Extracted records:
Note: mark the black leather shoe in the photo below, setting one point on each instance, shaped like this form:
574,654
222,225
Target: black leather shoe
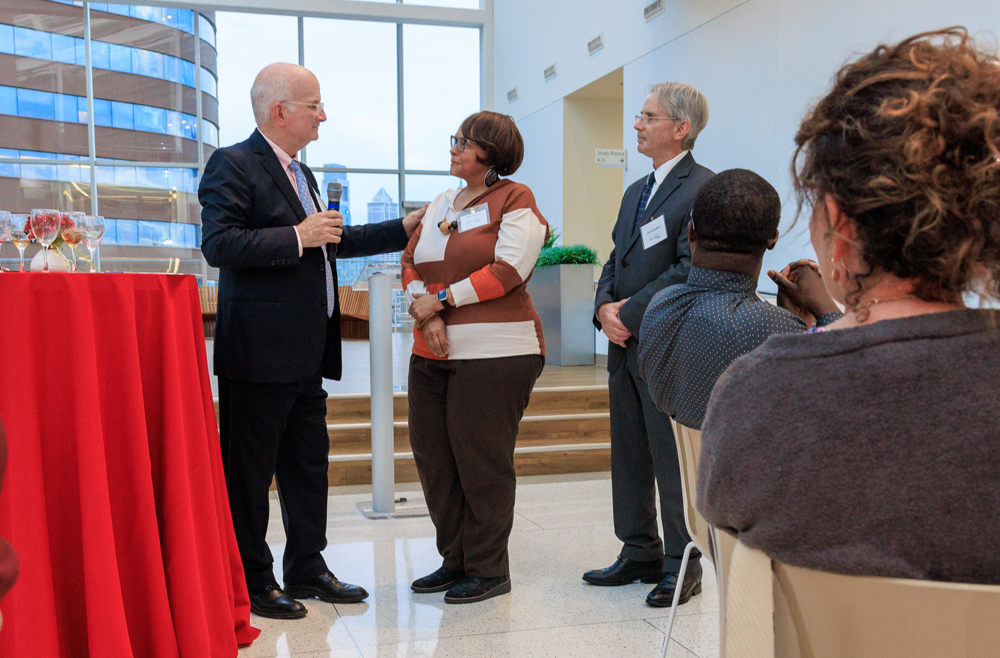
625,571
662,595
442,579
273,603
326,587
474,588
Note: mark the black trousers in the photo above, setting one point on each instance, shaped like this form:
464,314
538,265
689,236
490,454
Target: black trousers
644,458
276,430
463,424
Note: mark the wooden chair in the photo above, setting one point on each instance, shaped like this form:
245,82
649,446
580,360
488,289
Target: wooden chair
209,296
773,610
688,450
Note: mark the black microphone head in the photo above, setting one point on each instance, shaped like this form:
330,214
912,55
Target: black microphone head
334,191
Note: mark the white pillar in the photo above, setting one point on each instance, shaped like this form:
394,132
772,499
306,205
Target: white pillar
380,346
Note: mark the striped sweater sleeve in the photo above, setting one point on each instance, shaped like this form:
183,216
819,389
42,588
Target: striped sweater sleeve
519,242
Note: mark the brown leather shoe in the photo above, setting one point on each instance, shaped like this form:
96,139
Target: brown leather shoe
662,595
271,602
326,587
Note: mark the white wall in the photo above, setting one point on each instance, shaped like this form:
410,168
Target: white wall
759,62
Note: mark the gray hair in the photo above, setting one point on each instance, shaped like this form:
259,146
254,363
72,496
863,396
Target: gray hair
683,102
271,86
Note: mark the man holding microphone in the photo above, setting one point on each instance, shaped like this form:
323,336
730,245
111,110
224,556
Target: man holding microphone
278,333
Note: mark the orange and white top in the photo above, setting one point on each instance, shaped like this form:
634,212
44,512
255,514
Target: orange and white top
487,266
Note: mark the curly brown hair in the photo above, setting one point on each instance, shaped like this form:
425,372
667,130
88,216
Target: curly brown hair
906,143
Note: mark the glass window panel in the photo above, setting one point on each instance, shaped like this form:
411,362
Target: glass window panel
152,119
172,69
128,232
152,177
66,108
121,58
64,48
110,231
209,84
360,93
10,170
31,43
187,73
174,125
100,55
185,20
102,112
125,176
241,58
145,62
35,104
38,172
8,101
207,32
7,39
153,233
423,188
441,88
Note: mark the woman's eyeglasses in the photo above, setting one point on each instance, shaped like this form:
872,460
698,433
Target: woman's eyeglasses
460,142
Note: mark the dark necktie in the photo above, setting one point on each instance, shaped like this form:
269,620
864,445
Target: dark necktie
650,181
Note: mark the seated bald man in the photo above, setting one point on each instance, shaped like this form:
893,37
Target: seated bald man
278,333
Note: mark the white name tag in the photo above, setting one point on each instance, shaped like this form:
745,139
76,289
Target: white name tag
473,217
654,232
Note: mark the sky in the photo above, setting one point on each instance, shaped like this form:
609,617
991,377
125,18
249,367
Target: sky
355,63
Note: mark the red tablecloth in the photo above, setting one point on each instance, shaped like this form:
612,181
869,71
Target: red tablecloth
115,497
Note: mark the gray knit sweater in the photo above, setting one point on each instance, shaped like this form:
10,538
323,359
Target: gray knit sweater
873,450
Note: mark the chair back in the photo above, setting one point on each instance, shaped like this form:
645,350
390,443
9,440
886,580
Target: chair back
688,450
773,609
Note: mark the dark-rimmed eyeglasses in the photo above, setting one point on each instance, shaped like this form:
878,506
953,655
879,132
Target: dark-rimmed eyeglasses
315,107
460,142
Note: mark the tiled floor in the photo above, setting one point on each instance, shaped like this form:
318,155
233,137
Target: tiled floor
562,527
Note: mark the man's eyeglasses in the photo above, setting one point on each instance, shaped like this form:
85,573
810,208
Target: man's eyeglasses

> [WORK TO COMPLETE] Please write out all the entries above again exactly as they appear, skipping any images.

> [TASK RESULT]
Note: mark the black leather shoe in the photo below, setting one point on each instance, shaped like this form:
574,654
222,225
Target: black leather shoe
625,571
662,595
442,579
273,603
326,587
474,588
Note: mark the black trousers in the photo above, setting one point on each instance, shaped like this form:
464,314
538,265
689,236
490,454
Target: black trousers
644,458
276,430
463,424
Note: mark the wooden chair in the photo above, setting one point on each instance, shaped like this form:
245,82
649,446
580,360
488,289
Target: wooden chair
209,296
773,610
688,450
Note: mark the black microphone head in the photo above, setting one point on each instance, shaped like this form:
330,214
912,55
Target: black microphone head
334,191
Note: mark the white pillar in the photo above, setting one point on each instance, shaped like this form:
394,132
772,499
306,205
Target: white pillar
380,346
Note: mark the striped sweater sleeve in the photo above, setting one point on each instance, shaped like this form:
183,216
819,389
42,588
Target: striped sweater sleeve
519,242
Note: mark the brown leather shoe in the photo above, setting one point on each instance, shaped like this form:
96,139
Target: brown leather shoe
662,595
271,602
326,587
Note: mark the white wall in the photo above, setting one point on each instance, shaped like this form:
410,168
Target: white wall
759,62
Note: mark the gray hair in the photo above, setting one point on each instance, shaped like this form:
259,146
254,363
72,496
863,396
Target: gray hair
683,102
271,86
Note: mark the man holding microphone in the photo above, setting one point on each instance, shaped like this form:
323,336
730,245
111,110
224,556
Target: man holding microphone
278,333
Note: mark the orange and white top in the photo above, setting one point on each instance, shaped like this form:
634,212
44,512
255,514
Target: orange and white top
487,266
Note: mark the curly brown hair in the photo above, setting one point on each instance, shaped like this form:
425,372
667,130
88,216
Target: curly brown hair
906,143
Note: mark the glass window panel in the photo above, setting one point on each instance, shaped like this form:
411,362
Target: glass window panel
152,119
172,69
128,232
152,177
66,108
121,58
64,48
110,231
209,84
360,93
10,170
31,43
187,73
174,125
100,55
185,20
102,112
125,176
241,58
145,62
35,104
38,172
8,101
207,32
7,39
153,233
423,188
441,88
Note: mark the woman's eyeglasses in the photo above, setting one point on each instance, shaped like this form:
872,460
698,433
Target: woman's eyeglasses
460,142
Note: mark the dark necktie in the photo above, setting one point on each instance, shaped like this form:
269,620
864,445
Target: dark necktie
650,181
Note: mark the seated bald man in the photo above, setting one point on each instance, shaped like this form:
893,37
Target: seated bald man
278,333
Note: mark the white name tag in the photo above, setting one point on each instance, shaped like this form:
745,139
76,289
Target: white name tag
473,217
654,232
Note: mark the sky in the photo above, setting one point on each instance, shaped like this form:
609,617
991,377
125,18
249,367
Target: sky
355,63
Note: mark the red tablecloth in the photo above, setting one point on each instance, shaped like this form:
612,181
869,71
Target: red tablecloth
115,497
Note: mark the gray knit sweater in the photo above, setting one point on each instance, shaped like this form:
10,538
323,359
Target: gray knit sweater
873,450
Note: mark the chair back in the photo above, setting one point on each instance, shaped like this form:
645,350
390,443
9,440
886,580
Target: chair back
688,450
773,609
Note: mark the dark-rimmed eyeglasses in the photo above, setting one point on each instance, shaped like this form:
878,506
953,655
879,132
Target: dark-rimmed eyeglasses
315,107
460,142
Note: mark the tiled floor in the photo above, setting one point on each instance, shaped like this form:
318,155
233,137
Target: tiled floor
562,527
Note: mark the man's eyeglasses in the photo above, setting one point on each instance, shaped like this form:
85,573
810,208
Target: man's eyeglasses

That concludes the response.